_Page excerpt_.
• • • • •

Petri: Something will replace the ACA, maybe a get-well card

Or maybe nothing will, which is fine, because people always find problems with something.

By Alexandra Petri

The Washington Post

Be of good cheer!

The GOP is the party of health care! The Justice Department is asking an appeals court to invalidate the entire Affordable Care Act, but don’t worry, the GOP is going to be “the Party of Great HealthCare,” and it is going to replace what currently exists (a health-care system) with something even better: the void; oblivion; the rush of wings of an enormous eagle departing, never to return!

In place of the Affordable Care Act, you will have the words “Get Well Soon” written on the back of a McDonald’s wrapper. In place of the Affordable Care Act, your doctor will just read you a long list of reasons he, personally, would prefer that you never had an abortion, although you went in because of a disturbing growth on your left foot and he is a dermatologist. In place of the Affordable Care Act, you will have a picture taken of you and placed in a yearbook; far better than preserving your body, a fragile and useless vessel that will inevitably decay.

Who needs the Affordable Care Act when, somewhere, there is the smile in the eyes of a child? Who needs care when you can see the sight of fresh spring leaves? Why, to recollect a line from Walt Whitman as you bite down firmly on a piece of wood; surely that is as good as medicaments!

In place of the Affordable Care Act, your body will be carefully gerrymandered so that even if you lose a lung, the rest of it will keep going. If that doesn’t work, the provinces of your body that revolt will not be counted. Your liver does not represent the will of the real parts of the body, and no feedback from it is going to be permitted. This will work, probably. If not, to distract you while it inevitably decays, there is going to be a big parade to celebrate Donald J. Trump!

Your health care may be gone, but in lieu of it; well, close your eyes and imagine the best health care ever. Then continue to imagine for the rest of your life that you are receiving it.

It is not that there is only no plan for health care. There is also no plan to address climate change, which, in its way, is a plan to address health care. This way, by the time your body starts to disintegrate, you will not notice, because you will be buffeted by strong winds as you try to swim away from an enraged polar bear.

• • • • •

_Exercises to complete_.
A - Based on the column, say whether each statement agrees with it. Answer yes or no for each, and quote the words from the column that decide it.
(i) The Justice Department is asking an appeals court to throw out the whole Affordable Care Act.
(ii) The doctor described in the column is a cardiologist.
(iii) The column says there is a plan to address climate change.
B - According to the column, what words will be written on the back of a McDonald's wrapper?
C - Rewrite the column's paragraph that begins "In place of the Affordable Care Act, you will have the words" as a short list, keeping its main points.
Use only the column above to answer.

_Material shown_.

• • • • •

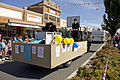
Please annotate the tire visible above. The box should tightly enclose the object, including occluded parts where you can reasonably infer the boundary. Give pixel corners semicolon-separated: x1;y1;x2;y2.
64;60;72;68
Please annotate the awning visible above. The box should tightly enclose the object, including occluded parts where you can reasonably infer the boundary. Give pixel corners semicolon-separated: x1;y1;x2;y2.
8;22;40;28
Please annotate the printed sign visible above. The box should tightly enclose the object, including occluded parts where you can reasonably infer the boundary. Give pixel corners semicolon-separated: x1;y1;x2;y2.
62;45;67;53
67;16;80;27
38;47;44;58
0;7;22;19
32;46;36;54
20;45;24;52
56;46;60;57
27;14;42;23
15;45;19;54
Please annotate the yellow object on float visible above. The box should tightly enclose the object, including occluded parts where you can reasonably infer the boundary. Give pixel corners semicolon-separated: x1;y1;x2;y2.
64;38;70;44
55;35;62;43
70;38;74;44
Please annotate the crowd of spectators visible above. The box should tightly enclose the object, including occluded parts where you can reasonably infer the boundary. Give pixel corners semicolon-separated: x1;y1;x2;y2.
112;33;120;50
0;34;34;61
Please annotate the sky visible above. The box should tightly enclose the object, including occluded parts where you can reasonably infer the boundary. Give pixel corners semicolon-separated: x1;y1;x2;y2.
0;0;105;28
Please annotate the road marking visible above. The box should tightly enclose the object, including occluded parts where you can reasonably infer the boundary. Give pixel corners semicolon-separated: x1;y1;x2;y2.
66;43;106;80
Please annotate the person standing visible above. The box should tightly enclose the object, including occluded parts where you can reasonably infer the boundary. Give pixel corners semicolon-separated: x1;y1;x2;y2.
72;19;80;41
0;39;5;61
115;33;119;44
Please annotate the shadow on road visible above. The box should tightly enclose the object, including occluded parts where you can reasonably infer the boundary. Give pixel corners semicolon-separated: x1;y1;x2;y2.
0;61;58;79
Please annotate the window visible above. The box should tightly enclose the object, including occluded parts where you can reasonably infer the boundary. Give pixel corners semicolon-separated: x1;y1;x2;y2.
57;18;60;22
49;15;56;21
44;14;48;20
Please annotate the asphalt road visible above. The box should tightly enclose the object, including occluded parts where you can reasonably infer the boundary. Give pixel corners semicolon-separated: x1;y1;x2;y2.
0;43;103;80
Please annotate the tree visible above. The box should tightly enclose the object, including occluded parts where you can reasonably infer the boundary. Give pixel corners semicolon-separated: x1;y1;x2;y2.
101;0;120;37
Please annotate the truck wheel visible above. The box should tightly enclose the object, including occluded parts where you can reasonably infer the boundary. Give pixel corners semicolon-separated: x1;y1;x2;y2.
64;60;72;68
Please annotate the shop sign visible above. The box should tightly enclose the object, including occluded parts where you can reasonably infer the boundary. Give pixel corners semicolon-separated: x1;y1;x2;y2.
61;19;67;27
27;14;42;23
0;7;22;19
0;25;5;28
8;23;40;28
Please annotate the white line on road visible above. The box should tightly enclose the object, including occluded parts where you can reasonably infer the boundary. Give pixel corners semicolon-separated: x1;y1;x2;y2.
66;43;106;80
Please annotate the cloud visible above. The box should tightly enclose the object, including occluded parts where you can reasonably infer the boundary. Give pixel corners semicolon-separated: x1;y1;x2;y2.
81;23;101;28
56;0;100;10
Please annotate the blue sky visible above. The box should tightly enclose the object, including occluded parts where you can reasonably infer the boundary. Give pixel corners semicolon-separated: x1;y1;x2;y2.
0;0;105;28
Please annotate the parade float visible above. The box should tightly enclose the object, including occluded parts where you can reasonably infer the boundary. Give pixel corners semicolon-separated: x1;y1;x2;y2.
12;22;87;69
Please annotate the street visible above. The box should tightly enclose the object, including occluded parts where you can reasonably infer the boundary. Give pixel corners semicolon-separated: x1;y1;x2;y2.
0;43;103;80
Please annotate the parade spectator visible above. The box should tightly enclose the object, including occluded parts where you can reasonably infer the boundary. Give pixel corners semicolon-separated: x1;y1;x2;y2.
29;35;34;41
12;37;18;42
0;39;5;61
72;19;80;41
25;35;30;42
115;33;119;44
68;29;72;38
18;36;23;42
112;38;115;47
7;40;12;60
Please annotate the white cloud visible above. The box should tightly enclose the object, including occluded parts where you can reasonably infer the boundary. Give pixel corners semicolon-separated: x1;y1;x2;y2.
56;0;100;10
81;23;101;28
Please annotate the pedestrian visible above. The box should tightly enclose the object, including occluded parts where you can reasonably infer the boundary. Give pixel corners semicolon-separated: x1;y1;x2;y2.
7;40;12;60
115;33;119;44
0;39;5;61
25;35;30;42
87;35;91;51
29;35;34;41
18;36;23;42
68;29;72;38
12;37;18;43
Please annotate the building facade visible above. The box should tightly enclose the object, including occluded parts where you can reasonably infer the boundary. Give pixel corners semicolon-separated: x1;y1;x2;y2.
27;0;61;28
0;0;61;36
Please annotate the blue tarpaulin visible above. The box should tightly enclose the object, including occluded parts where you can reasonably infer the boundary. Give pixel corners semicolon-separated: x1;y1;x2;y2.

• • • • •

_Responses per task_.
A -
(i) Yes: "The Justice Department is asking an appeals court to invalidate the entire Affordable Care Act"
(ii) No: "he is a dermatologist"
(iii) No: "There is also no plan to address climate change"

B - "Get Well Soon"

C -
In place of the Affordable Care Act:
- The words "Get Well Soon" will be written on the back of a McDonald's wrapper.
- Your doctor will read you a long list of his personal reasons for preferring that you never had an abortion, even though you came in for a disturbing growth on your left foot and he is a dermatologist.
- Your picture will be taken and put in a yearbook, which is called far better than preserving your body, a fragile and useless vessel that will decay.